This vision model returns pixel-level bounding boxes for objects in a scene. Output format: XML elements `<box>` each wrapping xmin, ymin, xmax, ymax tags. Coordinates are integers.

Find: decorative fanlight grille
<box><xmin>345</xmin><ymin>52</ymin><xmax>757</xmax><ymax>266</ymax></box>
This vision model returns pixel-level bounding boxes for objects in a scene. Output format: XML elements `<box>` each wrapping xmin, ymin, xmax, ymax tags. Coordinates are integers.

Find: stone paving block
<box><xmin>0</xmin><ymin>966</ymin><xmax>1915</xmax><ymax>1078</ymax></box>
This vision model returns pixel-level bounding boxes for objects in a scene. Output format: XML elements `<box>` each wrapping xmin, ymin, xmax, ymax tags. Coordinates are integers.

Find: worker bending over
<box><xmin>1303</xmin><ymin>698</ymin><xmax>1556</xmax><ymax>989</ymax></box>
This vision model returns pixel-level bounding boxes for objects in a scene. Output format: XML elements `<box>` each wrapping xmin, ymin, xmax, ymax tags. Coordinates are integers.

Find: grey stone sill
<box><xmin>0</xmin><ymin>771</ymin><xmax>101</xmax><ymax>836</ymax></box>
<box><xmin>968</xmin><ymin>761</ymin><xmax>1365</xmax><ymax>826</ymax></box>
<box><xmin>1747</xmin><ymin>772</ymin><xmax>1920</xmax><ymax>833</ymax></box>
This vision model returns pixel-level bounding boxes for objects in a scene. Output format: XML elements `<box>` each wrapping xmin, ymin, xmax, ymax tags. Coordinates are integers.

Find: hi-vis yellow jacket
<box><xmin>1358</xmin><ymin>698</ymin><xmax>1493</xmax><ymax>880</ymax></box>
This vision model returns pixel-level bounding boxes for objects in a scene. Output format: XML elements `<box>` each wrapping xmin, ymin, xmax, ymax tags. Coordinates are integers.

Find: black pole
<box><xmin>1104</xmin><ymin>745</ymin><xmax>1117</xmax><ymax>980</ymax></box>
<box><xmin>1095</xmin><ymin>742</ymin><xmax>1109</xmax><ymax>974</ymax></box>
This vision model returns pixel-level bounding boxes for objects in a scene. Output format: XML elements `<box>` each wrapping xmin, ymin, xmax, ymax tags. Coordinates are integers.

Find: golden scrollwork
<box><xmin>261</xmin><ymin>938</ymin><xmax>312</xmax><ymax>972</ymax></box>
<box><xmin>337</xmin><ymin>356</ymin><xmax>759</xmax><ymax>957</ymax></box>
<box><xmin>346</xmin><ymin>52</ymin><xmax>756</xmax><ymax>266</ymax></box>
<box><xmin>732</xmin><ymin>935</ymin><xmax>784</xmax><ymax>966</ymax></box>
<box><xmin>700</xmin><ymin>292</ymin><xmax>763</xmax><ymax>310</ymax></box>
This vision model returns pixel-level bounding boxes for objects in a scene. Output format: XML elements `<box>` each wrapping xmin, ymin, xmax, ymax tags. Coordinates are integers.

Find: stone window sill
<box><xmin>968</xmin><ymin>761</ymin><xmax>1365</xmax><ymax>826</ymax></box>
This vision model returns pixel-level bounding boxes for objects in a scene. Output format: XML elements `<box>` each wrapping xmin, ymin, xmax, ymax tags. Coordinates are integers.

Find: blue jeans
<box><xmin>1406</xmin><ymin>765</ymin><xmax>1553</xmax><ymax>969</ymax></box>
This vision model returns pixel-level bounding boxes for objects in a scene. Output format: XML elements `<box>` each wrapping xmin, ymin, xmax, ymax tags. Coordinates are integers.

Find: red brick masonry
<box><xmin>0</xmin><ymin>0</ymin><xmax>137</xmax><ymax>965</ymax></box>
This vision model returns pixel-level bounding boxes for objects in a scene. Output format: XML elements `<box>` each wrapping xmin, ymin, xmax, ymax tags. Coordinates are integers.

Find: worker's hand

• **WHAT TO PRODUCE**
Keeping every line exactly as it is, retype the entries shown above.

• **ANSWER TO THIS EXERCISE**
This vision model returns pixel-level bounding boxes for objects in a scene. Output format: XML elements `<box>` each wrapping xmin, ymin, xmax, ymax tags. Coordinates are integers.

Find: decorative fanlight grille
<box><xmin>345</xmin><ymin>52</ymin><xmax>757</xmax><ymax>266</ymax></box>
This vision model returns pixel-level bounding boxes for objects in a scene. Output format: XML elements `<box>` each wrapping xmin, ymin, xmax, ymax tags. Coordinates are integers.

Find: stone paving block
<box><xmin>0</xmin><ymin>966</ymin><xmax>1915</xmax><ymax>1078</ymax></box>
This vision model returns pixel-level bounding boxes for objects in a scene. Output format: XML elements `<box>` each wrapping xmin, ymin, xmax, ymax tags. Coordinates are integers.

Find: worker bending over
<box><xmin>1303</xmin><ymin>698</ymin><xmax>1556</xmax><ymax>989</ymax></box>
This vision model returns pixel-level bounding boxes for objects in a scene. Output format: XML elements `<box>` each wrapping xmin, ymin, xmax, ymax tags. Coordinates are integers.

Find: grey stone sill
<box><xmin>0</xmin><ymin>771</ymin><xmax>101</xmax><ymax>836</ymax></box>
<box><xmin>968</xmin><ymin>761</ymin><xmax>1365</xmax><ymax>826</ymax></box>
<box><xmin>1747</xmin><ymin>772</ymin><xmax>1920</xmax><ymax>833</ymax></box>
This vision model returns pixel-level bounding boxes for objects in a scene. Output format: XML elements `<box>` each wrapping xmin, ymin, xmax, ymax tags. Coordinates are integers.

Find: hi-vis yellow jacket
<box><xmin>1358</xmin><ymin>698</ymin><xmax>1493</xmax><ymax>880</ymax></box>
This vision model returns pixel-level bounding boxes for objects in a scene. Output format: XML elements `<box>` each wrapping xmin, ymin, xmax, ymax tags. Coordinates are integers.

Find: black pole
<box><xmin>1104</xmin><ymin>745</ymin><xmax>1117</xmax><ymax>980</ymax></box>
<box><xmin>1095</xmin><ymin>742</ymin><xmax>1109</xmax><ymax>974</ymax></box>
This vision model returns pixel-level bounding boxes for objects in a scene. Output format: XML elements `<box>` each wrapping xmin, ymin, xmax, ymax tags. Coordinates are integers.

Find: golden scrollwork
<box><xmin>261</xmin><ymin>938</ymin><xmax>312</xmax><ymax>972</ymax></box>
<box><xmin>337</xmin><ymin>356</ymin><xmax>759</xmax><ymax>957</ymax></box>
<box><xmin>346</xmin><ymin>52</ymin><xmax>756</xmax><ymax>266</ymax></box>
<box><xmin>732</xmin><ymin>935</ymin><xmax>784</xmax><ymax>966</ymax></box>
<box><xmin>700</xmin><ymin>292</ymin><xmax>763</xmax><ymax>310</ymax></box>
This vision model returns pixel-level bounding boxes for objects in a scene. Output format: XML elements `<box>` each wrapping xmin, ymin, xmax, ymax tags. Coordinates are integers.

Find: stone window sill
<box><xmin>968</xmin><ymin>761</ymin><xmax>1365</xmax><ymax>826</ymax></box>
This vision model returns pixel-level bounding boxes for objects in a scene. Output format: XML elements `<box>` each wrapping xmin, ymin, xmax, ymax tags. Coordinates are integers.

Find: blue jeans
<box><xmin>1406</xmin><ymin>765</ymin><xmax>1553</xmax><ymax>969</ymax></box>
This vision model returns pixel-level bounding boxes for objects in a scene. Output format: XML elements `<box>` each wrapping xmin, ymin, xmax, ymax tags. Coordinates are integers.

Find: red brick masonry
<box><xmin>0</xmin><ymin>0</ymin><xmax>137</xmax><ymax>965</ymax></box>
This vision model returns pixel-level bounding boxes for objects in a scene. Output format: XML elements `<box>` each wrapping xmin, ymin, xmax, ymax tags. Coordinates are integers.

Find: worker's hand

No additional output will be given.